TASK STATEMENT:
Write out again, exactly, the lines below starting at the one with "Target: white marble table" and ending at the one with "forearm, given as one point per instance.".

*** Opening of PROVIDED RECORDS ***

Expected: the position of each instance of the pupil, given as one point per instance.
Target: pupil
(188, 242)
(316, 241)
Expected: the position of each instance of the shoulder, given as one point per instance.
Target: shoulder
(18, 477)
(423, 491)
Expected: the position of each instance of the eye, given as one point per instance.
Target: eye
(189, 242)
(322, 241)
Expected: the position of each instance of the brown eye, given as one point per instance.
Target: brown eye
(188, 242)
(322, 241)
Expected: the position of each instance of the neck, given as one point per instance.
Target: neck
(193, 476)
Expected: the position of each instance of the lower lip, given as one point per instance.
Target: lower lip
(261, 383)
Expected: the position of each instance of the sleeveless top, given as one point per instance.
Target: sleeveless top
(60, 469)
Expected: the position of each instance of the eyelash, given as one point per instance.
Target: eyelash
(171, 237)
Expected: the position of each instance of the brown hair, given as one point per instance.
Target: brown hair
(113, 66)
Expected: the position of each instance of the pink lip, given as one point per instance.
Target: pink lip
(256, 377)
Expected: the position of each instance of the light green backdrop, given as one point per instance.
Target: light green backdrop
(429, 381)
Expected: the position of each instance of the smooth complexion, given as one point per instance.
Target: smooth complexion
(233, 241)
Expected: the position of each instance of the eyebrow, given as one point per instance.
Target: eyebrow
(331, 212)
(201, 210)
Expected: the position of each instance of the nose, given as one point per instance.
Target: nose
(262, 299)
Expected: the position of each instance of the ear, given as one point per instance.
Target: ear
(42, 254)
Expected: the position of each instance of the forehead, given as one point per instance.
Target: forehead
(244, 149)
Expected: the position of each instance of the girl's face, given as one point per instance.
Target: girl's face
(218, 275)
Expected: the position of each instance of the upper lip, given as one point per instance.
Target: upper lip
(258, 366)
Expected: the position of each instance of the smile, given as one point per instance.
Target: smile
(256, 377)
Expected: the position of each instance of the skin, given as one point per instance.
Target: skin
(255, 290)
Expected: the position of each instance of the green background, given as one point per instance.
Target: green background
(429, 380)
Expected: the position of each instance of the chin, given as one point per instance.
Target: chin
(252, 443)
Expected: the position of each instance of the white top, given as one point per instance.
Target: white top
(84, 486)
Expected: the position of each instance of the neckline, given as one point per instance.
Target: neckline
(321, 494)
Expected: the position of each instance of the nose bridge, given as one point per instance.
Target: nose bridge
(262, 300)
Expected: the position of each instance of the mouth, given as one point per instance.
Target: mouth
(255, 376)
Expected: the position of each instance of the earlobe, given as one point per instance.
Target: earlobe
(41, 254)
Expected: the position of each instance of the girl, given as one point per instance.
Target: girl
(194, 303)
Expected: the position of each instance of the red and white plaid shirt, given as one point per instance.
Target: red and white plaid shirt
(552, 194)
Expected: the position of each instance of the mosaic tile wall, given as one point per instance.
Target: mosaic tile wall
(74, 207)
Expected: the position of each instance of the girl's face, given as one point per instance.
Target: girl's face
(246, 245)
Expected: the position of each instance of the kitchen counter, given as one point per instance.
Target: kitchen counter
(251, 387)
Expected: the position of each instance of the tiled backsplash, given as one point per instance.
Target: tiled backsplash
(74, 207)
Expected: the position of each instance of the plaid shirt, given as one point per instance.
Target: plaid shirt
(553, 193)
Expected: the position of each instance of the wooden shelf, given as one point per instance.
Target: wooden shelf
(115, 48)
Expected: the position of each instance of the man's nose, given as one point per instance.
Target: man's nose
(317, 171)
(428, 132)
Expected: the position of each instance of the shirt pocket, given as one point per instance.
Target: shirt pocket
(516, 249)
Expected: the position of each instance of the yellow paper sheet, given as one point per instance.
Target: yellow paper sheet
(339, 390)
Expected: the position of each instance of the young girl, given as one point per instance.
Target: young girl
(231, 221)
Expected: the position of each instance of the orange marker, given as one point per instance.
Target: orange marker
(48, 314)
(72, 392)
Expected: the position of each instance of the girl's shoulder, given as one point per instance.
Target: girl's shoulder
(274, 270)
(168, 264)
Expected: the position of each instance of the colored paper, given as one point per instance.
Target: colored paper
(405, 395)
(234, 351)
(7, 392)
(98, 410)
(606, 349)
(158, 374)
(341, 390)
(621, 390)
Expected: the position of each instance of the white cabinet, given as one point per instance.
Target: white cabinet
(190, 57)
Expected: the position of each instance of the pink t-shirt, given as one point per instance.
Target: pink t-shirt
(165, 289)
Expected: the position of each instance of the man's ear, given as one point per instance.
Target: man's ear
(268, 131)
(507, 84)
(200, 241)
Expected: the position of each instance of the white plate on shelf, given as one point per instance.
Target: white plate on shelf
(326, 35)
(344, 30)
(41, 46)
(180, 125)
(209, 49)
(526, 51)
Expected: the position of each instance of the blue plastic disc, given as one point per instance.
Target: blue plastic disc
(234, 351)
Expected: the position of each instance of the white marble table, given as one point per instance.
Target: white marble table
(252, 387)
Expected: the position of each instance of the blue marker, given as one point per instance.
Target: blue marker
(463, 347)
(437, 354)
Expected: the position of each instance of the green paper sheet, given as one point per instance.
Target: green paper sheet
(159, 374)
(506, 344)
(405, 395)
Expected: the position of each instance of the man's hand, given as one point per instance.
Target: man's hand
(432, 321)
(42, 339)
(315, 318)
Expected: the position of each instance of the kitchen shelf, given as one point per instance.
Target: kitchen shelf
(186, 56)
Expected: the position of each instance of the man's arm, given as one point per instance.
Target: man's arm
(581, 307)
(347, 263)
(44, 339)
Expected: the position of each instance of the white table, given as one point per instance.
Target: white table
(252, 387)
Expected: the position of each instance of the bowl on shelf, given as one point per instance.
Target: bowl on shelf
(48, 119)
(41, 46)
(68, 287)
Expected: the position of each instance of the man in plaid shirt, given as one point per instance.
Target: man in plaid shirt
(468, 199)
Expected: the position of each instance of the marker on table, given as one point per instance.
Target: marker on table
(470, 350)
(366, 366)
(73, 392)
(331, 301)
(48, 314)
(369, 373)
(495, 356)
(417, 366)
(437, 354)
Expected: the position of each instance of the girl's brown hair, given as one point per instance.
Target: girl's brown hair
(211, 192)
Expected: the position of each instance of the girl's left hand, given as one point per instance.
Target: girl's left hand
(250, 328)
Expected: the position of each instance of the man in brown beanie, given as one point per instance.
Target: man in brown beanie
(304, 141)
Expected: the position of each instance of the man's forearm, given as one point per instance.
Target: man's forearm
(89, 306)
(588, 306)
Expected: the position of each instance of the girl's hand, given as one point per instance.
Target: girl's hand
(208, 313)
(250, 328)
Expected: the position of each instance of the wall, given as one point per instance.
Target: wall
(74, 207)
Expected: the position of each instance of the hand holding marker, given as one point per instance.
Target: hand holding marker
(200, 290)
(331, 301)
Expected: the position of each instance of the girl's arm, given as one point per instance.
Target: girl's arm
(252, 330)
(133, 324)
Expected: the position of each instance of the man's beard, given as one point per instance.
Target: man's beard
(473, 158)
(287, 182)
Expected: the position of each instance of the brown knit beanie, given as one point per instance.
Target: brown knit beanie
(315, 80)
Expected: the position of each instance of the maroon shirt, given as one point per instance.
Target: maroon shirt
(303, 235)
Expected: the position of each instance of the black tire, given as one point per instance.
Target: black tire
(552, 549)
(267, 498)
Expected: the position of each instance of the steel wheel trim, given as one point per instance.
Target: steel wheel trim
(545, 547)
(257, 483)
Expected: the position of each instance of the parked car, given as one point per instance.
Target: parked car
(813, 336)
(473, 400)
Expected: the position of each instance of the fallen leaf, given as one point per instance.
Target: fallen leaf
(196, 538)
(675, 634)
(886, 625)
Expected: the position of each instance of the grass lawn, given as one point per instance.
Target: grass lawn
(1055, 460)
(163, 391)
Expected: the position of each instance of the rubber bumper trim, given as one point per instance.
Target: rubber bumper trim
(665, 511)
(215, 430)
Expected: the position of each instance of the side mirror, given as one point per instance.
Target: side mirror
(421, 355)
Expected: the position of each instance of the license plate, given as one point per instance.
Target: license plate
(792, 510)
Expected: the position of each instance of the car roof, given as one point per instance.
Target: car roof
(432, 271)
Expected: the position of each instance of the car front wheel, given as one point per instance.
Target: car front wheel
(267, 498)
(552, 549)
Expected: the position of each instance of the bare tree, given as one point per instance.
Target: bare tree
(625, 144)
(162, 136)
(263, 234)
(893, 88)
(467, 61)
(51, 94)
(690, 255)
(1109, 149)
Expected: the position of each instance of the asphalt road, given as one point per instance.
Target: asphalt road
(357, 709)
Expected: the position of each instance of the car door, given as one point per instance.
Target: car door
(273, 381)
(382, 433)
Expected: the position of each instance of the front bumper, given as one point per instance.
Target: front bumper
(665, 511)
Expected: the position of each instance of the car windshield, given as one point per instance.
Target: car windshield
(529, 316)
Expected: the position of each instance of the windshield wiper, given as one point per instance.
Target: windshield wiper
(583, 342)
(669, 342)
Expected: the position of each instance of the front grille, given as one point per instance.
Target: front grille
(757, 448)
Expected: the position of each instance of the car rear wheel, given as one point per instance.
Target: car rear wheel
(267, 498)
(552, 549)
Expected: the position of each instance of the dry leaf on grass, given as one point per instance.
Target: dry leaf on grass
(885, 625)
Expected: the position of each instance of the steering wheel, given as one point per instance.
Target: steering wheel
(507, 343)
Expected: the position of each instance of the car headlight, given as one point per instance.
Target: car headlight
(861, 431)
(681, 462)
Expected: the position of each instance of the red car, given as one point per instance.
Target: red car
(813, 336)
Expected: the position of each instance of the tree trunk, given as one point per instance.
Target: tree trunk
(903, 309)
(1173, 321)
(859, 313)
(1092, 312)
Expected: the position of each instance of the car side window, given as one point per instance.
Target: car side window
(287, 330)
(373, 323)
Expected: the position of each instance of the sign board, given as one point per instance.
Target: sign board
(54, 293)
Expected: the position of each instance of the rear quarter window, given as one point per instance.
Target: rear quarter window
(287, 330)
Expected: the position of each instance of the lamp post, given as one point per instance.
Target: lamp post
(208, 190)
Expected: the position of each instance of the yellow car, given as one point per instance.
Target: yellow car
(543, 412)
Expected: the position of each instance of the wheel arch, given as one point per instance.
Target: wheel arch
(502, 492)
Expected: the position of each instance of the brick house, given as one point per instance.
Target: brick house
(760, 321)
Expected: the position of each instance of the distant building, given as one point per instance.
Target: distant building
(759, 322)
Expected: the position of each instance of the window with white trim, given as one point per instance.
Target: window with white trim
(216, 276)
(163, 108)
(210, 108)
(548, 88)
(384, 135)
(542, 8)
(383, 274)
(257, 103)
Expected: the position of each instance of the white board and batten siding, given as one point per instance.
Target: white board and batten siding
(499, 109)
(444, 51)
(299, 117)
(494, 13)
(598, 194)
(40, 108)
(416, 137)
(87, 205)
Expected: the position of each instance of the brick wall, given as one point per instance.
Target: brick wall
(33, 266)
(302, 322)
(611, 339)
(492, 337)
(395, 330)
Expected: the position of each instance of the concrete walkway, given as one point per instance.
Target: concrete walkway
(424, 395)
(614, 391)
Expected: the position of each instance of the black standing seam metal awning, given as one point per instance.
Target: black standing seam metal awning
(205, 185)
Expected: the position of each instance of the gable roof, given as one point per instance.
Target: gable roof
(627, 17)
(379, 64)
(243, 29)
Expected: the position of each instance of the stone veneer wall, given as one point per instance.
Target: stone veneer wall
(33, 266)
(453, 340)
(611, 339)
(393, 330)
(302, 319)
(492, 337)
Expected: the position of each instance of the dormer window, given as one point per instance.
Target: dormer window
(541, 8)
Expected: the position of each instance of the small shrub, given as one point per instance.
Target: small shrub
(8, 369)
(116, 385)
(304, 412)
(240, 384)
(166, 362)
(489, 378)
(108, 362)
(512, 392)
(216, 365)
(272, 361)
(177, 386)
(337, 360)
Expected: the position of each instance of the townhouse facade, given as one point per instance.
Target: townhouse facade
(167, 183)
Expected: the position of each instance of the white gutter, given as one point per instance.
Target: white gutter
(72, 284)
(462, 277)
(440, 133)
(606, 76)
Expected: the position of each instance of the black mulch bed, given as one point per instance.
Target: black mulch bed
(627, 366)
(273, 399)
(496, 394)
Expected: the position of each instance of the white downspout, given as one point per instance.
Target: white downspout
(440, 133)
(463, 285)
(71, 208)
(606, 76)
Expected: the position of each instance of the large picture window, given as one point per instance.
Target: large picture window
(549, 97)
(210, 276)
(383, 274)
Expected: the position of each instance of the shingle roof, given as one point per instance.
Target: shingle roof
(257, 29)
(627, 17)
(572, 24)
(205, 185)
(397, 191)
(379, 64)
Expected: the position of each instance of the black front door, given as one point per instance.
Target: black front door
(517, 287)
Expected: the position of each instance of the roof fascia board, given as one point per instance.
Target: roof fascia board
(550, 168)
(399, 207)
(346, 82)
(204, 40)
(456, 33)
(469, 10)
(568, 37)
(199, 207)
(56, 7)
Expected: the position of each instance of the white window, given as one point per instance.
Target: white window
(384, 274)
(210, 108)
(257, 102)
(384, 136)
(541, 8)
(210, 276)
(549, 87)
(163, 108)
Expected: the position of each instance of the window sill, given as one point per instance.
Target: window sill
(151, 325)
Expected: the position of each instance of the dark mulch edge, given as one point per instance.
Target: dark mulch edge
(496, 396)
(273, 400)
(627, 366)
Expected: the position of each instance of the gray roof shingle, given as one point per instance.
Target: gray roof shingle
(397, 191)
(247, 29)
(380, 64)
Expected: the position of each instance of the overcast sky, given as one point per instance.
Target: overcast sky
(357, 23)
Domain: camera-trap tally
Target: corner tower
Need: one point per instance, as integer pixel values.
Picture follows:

*** Close of PROVIDED RECORDS ***

SOLUTION FOR THIS PROBLEM:
Target: white marble table
(252, 387)
Expected: the position of each instance of the blue marker, given as one point per instance.
Target: blue marker
(463, 347)
(437, 354)
Expected: the position of each instance of the green paper sheet, given as one point per instance.
Target: green paper sheet
(159, 374)
(506, 344)
(405, 395)
Expected: the position of each instance of the man's hand, given as one point per instance.
Target: man's hand
(432, 321)
(42, 339)
(315, 318)
Expected: the position of each instance of the kitchen shelf, given as one point per instance.
Target: kitchen shelf
(186, 56)
Expected: the position of each instance of the man's arm, given as one point per instance.
Target: man's arm
(581, 307)
(347, 263)
(44, 339)
Expected: the position of each instance of the white table, given as one point per instance.
Target: white table
(252, 387)
Expected: the position of each instance of the bowl on shelf, given as one point per instance.
Target: bowl on shelf
(48, 119)
(41, 46)
(68, 287)
Expected: the position of each instance of the man in plaid shirt, given as one point per instance.
Target: man in plaid shirt
(468, 199)
Expected: the position of each instance of the marker on table, given as one point per instance.
Target: marker on table
(470, 350)
(366, 366)
(73, 392)
(331, 301)
(48, 314)
(369, 373)
(495, 356)
(417, 366)
(437, 354)
Expected: the position of each instance of the girl's brown hair, given as one point per instance.
Target: girl's brown hair
(211, 192)
Expected: the position of each instance of the girl's left hand, given as one point per instance.
Target: girl's left hand
(250, 328)
Expected: the position of each instance of the man in brown beanie, given as one point per instance.
Target: man in brown beanie
(304, 141)
Expected: the position of each instance of the man's forearm, given as one point per instance.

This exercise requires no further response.